*Assignment*
The entries are to be given again in full. Every word must match.

*Provided records*
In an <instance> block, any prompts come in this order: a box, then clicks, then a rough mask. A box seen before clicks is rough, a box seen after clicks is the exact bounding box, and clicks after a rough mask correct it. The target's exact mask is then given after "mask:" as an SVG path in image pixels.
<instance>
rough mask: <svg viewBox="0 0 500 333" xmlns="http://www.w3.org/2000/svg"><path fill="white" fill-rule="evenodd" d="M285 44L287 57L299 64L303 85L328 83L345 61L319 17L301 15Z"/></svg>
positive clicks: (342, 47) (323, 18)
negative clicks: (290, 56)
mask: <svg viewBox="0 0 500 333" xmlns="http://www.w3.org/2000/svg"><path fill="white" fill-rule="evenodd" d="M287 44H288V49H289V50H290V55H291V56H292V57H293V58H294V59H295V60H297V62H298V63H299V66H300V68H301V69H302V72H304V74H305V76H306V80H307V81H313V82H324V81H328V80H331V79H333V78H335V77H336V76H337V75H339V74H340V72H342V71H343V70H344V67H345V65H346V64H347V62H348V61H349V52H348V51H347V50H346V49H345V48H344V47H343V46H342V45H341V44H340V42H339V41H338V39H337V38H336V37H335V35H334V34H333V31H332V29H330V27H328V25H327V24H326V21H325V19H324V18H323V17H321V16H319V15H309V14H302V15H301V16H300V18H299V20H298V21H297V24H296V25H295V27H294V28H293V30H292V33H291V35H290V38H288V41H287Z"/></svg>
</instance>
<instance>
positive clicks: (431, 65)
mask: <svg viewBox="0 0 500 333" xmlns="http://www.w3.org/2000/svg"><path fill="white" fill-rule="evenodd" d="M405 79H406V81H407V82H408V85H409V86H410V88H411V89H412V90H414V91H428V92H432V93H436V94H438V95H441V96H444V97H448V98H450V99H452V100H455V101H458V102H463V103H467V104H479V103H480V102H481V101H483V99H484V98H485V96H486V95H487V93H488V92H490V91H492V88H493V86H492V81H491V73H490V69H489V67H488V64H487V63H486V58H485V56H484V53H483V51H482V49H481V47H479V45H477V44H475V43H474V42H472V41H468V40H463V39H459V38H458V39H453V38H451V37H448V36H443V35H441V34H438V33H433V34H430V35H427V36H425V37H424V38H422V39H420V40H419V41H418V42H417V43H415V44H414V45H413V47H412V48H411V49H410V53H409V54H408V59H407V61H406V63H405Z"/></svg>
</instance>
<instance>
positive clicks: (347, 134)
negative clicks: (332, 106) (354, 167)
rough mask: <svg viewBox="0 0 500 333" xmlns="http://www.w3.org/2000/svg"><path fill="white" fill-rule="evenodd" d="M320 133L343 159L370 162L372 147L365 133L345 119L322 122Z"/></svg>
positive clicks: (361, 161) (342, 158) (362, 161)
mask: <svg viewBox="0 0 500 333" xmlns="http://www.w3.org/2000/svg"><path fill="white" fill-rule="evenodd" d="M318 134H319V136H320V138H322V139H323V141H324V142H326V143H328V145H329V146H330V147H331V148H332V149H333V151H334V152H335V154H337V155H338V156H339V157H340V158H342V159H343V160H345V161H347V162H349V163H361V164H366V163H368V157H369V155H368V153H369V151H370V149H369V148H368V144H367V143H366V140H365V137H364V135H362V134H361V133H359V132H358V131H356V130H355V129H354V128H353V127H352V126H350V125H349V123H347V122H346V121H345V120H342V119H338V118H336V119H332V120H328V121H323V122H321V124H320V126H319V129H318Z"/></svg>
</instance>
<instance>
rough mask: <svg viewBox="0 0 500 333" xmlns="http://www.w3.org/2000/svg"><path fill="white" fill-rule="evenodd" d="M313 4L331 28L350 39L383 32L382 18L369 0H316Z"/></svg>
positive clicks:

*Response to this exercise*
In an <instance> block, any prompts come in this order: a box, then clicks, then a rough mask. A box seen before clicks is rough, a box seen after clicks is the exact bounding box, and clicks after a rough mask correct it. The target's exact mask is then given after "mask:" as an SVG path in image pixels.
<instance>
rough mask: <svg viewBox="0 0 500 333" xmlns="http://www.w3.org/2000/svg"><path fill="white" fill-rule="evenodd" d="M285 44L287 57L299 64L303 85L328 83L345 61L319 17L301 15Z"/></svg>
positive clicks: (342, 47) (323, 18)
negative clicks: (290, 56)
mask: <svg viewBox="0 0 500 333" xmlns="http://www.w3.org/2000/svg"><path fill="white" fill-rule="evenodd" d="M287 44H288V49H289V50H290V55H291V56H292V57H293V58H294V59H295V60H297V62H298V63H299V66H300V68H301V69H302V72H304V74H305V76H306V80H307V81H313V82H324V81H328V80H331V79H333V78H335V77H336V76H337V75H339V74H340V72H342V71H343V70H344V67H345V65H346V64H347V62H348V61H349V52H348V51H347V50H346V49H345V48H344V47H343V46H342V45H341V44H340V42H339V41H338V39H337V38H336V37H335V35H334V34H333V31H332V29H330V27H328V25H327V24H326V21H325V19H324V18H323V17H321V16H319V15H309V14H302V15H301V16H300V18H299V20H298V21H297V24H296V25H295V27H294V28H293V30H292V33H291V35H290V38H288V41H287Z"/></svg>
</instance>
<instance>
positive clicks: (431, 65)
mask: <svg viewBox="0 0 500 333" xmlns="http://www.w3.org/2000/svg"><path fill="white" fill-rule="evenodd" d="M405 79H406V81H407V82H408V85H409V86H410V88H411V89H412V90H414V91H428V92H432V93H436V94H438V95H441V96H444V97H448V98H450V99H452V100H455V101H458V102H463V103H467V104H479V103H480V102H481V101H483V99H484V98H485V96H486V95H487V93H488V92H490V91H492V88H493V86H492V81H491V73H490V69H489V67H488V64H487V63H486V58H485V56H484V53H483V51H482V49H481V47H479V45H477V44H475V43H474V42H472V41H468V40H463V39H459V38H458V39H453V38H451V37H448V36H443V35H441V34H438V33H433V34H430V35H427V36H425V37H424V38H422V39H420V40H419V41H418V42H417V43H415V44H414V45H413V47H412V48H411V49H410V53H409V54H408V59H407V61H406V63H405Z"/></svg>
</instance>
<instance>
positive clicks: (347, 134)
negative clicks: (332, 106) (354, 167)
rough mask: <svg viewBox="0 0 500 333" xmlns="http://www.w3.org/2000/svg"><path fill="white" fill-rule="evenodd" d="M320 133L343 159L370 162L372 147L365 133L345 119L322 122Z"/></svg>
positive clicks: (361, 161) (342, 158) (362, 161)
mask: <svg viewBox="0 0 500 333" xmlns="http://www.w3.org/2000/svg"><path fill="white" fill-rule="evenodd" d="M318 134H319V136H320V138H322V139H323V141H324V142H326V143H328V145H329V146H330V147H331V148H332V149H333V151H334V152H335V154H337V155H338V156H339V157H340V158H342V159H343V160H345V161H347V162H349V163H361V164H366V163H368V157H369V155H368V153H369V151H370V149H369V148H368V144H367V143H366V140H365V137H364V135H362V134H361V133H359V132H358V131H356V130H355V129H354V128H353V127H352V126H350V125H349V123H347V122H346V121H345V120H342V119H338V118H336V119H332V120H328V121H323V122H321V124H320V126H319V129H318Z"/></svg>
</instance>
<instance>
rough mask: <svg viewBox="0 0 500 333" xmlns="http://www.w3.org/2000/svg"><path fill="white" fill-rule="evenodd" d="M313 4L331 28L350 39L383 32L382 18L369 0H316Z"/></svg>
positive clicks:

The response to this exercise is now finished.